## Your objective
Copy out the stretch of the material below from the line containing "Expected content: rainbow" through the line containing "294 19 702 94", both ends included. Reproduce each line in it word for word.

--- Start Exercise material ---

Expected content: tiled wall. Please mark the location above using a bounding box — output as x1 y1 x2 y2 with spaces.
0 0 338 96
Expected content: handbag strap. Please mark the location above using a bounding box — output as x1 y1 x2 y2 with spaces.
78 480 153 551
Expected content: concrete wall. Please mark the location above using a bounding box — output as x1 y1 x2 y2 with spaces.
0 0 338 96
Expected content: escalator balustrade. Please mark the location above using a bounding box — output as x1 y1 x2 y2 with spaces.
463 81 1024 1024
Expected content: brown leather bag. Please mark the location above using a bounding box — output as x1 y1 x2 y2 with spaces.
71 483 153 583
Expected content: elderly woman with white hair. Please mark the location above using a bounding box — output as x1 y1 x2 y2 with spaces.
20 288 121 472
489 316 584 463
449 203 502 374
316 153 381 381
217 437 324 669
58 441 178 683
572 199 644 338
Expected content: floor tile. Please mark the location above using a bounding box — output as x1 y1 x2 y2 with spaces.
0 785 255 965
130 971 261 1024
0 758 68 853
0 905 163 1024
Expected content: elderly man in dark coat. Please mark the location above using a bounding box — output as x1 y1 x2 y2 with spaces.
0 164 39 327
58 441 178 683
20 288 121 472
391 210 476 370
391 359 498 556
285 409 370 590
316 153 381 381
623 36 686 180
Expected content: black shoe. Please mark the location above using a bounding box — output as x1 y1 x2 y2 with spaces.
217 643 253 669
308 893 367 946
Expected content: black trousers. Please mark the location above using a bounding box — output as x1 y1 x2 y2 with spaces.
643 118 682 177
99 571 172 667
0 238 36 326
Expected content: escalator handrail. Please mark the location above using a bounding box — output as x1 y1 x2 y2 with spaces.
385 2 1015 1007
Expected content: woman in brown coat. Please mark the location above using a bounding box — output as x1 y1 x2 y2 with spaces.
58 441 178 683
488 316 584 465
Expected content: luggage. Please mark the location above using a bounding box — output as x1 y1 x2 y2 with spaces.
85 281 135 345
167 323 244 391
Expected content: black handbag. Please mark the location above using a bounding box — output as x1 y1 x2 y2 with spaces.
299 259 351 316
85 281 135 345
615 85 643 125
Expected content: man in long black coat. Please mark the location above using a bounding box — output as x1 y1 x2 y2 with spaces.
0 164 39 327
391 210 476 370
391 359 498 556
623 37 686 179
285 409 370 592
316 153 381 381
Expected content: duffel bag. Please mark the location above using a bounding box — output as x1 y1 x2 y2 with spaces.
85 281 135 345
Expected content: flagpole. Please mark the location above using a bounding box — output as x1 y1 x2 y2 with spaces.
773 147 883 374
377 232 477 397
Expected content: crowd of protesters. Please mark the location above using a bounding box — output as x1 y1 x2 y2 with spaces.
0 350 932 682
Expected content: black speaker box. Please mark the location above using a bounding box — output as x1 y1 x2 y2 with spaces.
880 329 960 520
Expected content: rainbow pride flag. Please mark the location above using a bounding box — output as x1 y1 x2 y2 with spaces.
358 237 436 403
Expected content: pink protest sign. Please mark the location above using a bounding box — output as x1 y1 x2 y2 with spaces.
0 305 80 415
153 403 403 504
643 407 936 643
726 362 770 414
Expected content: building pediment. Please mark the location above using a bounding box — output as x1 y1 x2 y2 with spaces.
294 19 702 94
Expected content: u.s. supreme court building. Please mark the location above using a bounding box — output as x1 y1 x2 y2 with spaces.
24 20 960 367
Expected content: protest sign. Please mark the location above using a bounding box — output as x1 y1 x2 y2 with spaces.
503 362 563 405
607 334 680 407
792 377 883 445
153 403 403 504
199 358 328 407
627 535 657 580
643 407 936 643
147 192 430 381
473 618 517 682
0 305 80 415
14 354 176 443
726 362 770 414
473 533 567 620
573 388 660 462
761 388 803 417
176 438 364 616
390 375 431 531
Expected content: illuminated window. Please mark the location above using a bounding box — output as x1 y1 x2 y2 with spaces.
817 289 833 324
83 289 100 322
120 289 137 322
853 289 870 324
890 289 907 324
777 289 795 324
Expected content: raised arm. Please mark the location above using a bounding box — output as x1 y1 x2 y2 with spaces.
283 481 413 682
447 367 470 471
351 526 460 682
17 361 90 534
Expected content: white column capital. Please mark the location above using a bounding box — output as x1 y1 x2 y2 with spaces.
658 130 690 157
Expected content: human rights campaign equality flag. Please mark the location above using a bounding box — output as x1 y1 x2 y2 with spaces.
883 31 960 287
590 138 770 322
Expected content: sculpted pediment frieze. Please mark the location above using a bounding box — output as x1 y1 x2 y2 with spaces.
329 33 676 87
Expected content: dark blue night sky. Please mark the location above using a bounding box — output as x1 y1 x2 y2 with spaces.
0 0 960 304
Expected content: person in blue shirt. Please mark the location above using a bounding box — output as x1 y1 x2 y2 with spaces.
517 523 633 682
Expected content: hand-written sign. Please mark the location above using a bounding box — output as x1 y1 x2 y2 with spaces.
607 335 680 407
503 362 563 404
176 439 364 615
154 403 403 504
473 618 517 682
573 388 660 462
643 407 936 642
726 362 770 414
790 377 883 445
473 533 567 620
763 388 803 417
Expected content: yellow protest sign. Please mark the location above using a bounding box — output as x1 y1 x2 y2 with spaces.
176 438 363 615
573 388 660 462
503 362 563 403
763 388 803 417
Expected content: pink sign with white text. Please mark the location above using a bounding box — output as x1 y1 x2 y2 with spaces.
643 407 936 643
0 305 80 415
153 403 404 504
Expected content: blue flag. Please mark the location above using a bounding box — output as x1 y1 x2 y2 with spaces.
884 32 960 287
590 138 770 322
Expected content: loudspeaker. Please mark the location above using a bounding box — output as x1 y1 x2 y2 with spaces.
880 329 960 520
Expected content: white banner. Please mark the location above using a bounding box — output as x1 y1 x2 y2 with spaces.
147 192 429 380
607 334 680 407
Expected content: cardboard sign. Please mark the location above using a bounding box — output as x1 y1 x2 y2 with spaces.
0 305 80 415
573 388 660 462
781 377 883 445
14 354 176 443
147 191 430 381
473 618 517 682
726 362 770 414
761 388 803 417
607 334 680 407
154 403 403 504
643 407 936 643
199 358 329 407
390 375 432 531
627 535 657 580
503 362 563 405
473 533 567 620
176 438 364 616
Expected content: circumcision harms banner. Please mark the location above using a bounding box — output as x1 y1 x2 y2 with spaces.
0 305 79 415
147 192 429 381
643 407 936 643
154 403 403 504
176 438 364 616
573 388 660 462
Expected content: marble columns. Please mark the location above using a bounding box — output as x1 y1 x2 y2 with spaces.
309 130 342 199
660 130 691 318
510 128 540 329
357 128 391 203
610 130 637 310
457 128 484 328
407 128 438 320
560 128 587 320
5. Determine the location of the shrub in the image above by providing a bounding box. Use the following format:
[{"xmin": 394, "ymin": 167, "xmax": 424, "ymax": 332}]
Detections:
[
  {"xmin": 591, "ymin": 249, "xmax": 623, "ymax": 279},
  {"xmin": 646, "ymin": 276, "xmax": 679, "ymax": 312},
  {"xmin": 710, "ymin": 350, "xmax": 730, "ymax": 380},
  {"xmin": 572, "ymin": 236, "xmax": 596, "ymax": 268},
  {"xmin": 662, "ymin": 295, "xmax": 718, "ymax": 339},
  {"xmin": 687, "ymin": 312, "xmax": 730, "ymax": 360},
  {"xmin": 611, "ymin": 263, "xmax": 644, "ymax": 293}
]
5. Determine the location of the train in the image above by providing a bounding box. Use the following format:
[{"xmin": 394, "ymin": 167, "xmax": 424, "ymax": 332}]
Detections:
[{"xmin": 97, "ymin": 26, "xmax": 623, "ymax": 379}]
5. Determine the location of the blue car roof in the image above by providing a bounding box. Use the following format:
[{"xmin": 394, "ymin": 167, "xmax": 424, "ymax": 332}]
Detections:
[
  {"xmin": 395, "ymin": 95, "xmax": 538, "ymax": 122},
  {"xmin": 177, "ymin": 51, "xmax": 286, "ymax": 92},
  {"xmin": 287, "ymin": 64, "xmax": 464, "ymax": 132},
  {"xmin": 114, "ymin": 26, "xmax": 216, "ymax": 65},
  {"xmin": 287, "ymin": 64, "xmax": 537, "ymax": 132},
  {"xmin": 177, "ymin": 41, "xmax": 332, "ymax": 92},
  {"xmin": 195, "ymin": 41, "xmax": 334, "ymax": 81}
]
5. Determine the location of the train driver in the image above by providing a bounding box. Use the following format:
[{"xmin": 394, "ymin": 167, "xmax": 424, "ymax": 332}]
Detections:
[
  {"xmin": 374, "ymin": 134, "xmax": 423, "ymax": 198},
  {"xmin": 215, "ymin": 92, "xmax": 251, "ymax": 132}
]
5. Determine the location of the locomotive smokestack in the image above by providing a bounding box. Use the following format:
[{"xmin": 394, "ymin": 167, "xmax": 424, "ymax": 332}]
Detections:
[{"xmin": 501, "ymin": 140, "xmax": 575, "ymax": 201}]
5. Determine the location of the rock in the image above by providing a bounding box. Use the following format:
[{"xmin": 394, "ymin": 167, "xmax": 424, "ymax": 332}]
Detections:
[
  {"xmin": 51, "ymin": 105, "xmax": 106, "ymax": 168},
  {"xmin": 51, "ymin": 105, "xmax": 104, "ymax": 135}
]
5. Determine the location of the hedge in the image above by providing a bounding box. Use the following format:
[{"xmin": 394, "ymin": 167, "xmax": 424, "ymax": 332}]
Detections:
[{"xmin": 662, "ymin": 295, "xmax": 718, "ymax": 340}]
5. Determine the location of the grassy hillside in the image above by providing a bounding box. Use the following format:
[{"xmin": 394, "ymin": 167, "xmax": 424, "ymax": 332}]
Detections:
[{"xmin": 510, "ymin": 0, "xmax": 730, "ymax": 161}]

--- End Exercise material ---

## Finished task
Expected content: rainbow pride flag. Please mark the location above using a bounding box — output as x1 y1 x2 y2 with spaces.
358 237 436 403
Expected content: pink protest sign. Please mark the location above using a bounding box — output as x1 y1 x2 y2 with spaces.
0 305 80 415
153 403 403 504
643 407 936 643
726 362 770 414
Expected content: building pediment. Please mark the location above using a bounding box — output as x1 y1 x2 y2 with spaces.
294 19 702 94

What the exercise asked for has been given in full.